** Opening PASSAGE FOR REVIEW block **
Conformation of the N-terminal segment of a monocysteine mutant of troponin I from cardiac muscle.

Abstract

A monocysteine mutant of cardiac muscle troponin I, cTnI(S5C/C81I/C98S), was generated from a mouse cTnI cDNA clone and expressed in a bacterial system. Cys-5 was modified with the fluorescent sulfhydryl reagent IAANS to probe the conformation of the N-terminal extension of the mutant and the mutant complexed with cardiac muscle troponin C. Our emphasis was on the effect of phosphorylation of Ser-23 and Ser-24 by protein kinase A on the conformation of the N-terminal segment. Phosphorylation resulted in an 8-nm red-shift of the emission spectrum of the attached IAANS probe and a reduction of its quantum yield by a factor of 4-5. The intensity decay of nonphosphorylated IAANS-labeled mutant was complex and had to be described by a sum of three exponential terms, with lifetimes in the range 0.1-5 ns. A fourth component in the range 7-9 ns was required to describe the intensity decay of the phosphorylated mutant. Phosphorylation also reduced the weighted mean lifetime, consistent with the changes observed in the steady-state fluorescence parameters and a 33% decrease in the global rotational correlation time calculated from anisotropy decay data. This change in correlation time suggested a decrease in the axial ratio of the protein. The fluorescence changes of the labeled mutant induced by phosphorylation were carried over to its complex with troponin C. The Stern-Volmer plots of acrylamide quenching of the steady-state fluorescence were essentially linear for nonphosphorylated mutant but displayed pronounced concave downward curvatures for the phosphorylated protein under all conditions studied. The present results are interpreted in terms of a more compact hydrodynamic shape of the phosphorylated cTnI mutant and are consistent with a folded conformation of the N-terminal extension induced by phosphorylation of the two serines. These conformational changes may play a role in the modulation of cardiac muscle contractility by troponin I phosphorylation.
** Closing PASSAGE FOR REVIEW block **
** Opening THE DATA block **
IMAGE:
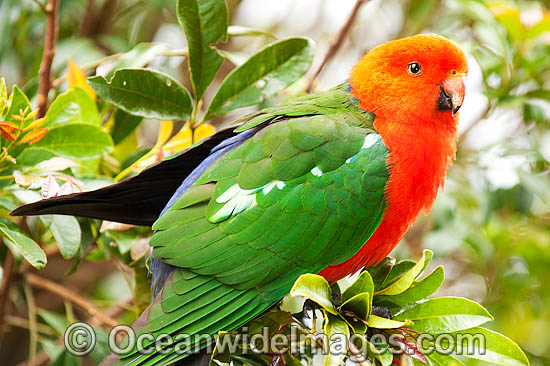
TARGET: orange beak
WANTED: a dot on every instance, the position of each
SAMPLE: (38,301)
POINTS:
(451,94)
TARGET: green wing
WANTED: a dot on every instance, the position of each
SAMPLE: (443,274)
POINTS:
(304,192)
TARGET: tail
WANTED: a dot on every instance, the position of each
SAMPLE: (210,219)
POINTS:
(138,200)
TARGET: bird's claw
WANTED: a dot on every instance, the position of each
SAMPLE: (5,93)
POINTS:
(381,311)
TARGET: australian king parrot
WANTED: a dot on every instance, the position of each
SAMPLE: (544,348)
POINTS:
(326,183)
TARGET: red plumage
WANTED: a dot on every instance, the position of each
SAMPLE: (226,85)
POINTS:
** Closing THE DATA block **
> TRY IT
Extract the troponin I abstract above in full, word for word, from its title line through its last sentence.

> WORKED SOLUTION
Conformation of the N-terminal segment of a monocysteine mutant of troponin I from cardiac muscle.

Abstract

A monocysteine mutant of cardiac muscle troponin I, cTnI(S5C/C81I/C98S), was generated from a mouse cTnI cDNA clone and expressed in a bacterial system. Cys-5 was modified with the fluorescent sulfhydryl reagent IAANS to probe the conformation of the N-terminal extension of the mutant and the mutant complexed with cardiac muscle troponin C. Our emphasis was on the effect of phosphorylation of Ser-23 and Ser-24 by protein kinase A on the conformation of the N-terminal segment. Phosphorylation resulted in an 8-nm red-shift of the emission spectrum of the attached IAANS probe and a reduction of its quantum yield by a factor of 4-5. The intensity decay of nonphosphorylated IAANS-labeled mutant was complex and had to be described by a sum of three exponential terms, with lifetimes in the range 0.1-5 ns. A fourth component in the range 7-9 ns was required to describe the intensity decay of the phosphorylated mutant. Phosphorylation also reduced the weighted mean lifetime, consistent with the changes observed in the steady-state fluorescence parameters and a 33% decrease in the global rotational correlation time calculated from anisotropy decay data. This change in correlation time suggested a decrease in the axial ratio of the protein. The fluorescence changes of the labeled mutant induced by phosphorylation were carried over to its complex with troponin C. The Stern-Volmer plots of acrylamide quenching of the steady-state fluorescence were essentially linear for nonphosphorylated mutant but displayed pronounced concave downward curvatures for the phosphorylated protein under all conditions studied. The present results are interpreted in terms of a more compact hydrodynamic shape of the phosphorylated cTnI mutant and are consistent with a folded conformation of the N-terminal extension induced by phosphorylation of the two serines. These conformational changes may play a role in the modulation of cardiac muscle contractility by troponin I phosphorylation.